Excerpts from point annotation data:
+-------+
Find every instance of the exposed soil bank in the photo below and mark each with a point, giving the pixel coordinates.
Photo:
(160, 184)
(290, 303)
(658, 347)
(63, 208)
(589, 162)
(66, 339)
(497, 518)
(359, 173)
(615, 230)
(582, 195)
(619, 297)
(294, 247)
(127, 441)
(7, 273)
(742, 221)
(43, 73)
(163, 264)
+-------+
▶ _WHAT YOU WILL DO_: Copy every line of the items above word for word, changing nothing.

▶ _EXERCISE OUTPUT_:
Find every instance of the exposed soil bank in the photo below and mark each with a point, giving the pixel coordinates.
Photo:
(160, 184)
(290, 303)
(658, 347)
(63, 208)
(589, 162)
(66, 339)
(497, 518)
(359, 173)
(615, 230)
(582, 195)
(619, 297)
(294, 247)
(127, 441)
(7, 273)
(742, 221)
(43, 73)
(163, 264)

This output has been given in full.